### Input rows
-- -- --
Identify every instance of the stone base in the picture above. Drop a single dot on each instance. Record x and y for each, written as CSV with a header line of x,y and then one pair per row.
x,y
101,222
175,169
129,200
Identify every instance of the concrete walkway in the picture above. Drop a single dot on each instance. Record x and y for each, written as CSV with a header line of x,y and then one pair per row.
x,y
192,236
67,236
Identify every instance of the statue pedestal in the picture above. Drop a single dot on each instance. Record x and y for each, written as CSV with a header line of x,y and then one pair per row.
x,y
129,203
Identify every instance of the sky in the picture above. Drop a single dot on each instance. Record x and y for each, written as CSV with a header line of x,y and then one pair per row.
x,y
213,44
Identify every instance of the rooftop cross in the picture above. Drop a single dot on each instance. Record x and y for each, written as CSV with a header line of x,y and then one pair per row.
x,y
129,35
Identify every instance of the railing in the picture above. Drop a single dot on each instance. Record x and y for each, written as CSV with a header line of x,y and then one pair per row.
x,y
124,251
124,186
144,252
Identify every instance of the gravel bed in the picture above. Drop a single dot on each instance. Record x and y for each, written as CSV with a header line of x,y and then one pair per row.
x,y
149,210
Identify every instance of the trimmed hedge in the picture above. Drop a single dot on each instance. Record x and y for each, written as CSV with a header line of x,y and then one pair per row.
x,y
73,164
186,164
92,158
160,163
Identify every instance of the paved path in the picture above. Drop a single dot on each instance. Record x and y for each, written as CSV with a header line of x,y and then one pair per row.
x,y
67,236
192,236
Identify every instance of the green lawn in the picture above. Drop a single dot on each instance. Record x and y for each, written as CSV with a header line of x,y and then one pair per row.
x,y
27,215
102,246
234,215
-- -- --
### Requirement
Your task is to transcribe the line containing "Identify every instance of the trimmed" and every line after it, through the last line of the data, exactly as written and with nothing more.

### Written answer
Identify every instance of the trimmed hedge in the picture above. Drop a single dot on each instance. Record x and y for each, written as CSV with a header line of x,y and then one pair per row.
x,y
73,164
186,164
92,158
160,163
Identify every instance of the paved path in the picture above. Drop a single dot on each instance. Record x and y for each, written as CSV with a header line of x,y and then one pair per row.
x,y
67,236
192,236
Identify every instance of the green lawn in the picture above. Drop a single dot on each instance. Record x and y for each, written as CSV with a header line of x,y and then one pair per row.
x,y
27,215
102,246
234,215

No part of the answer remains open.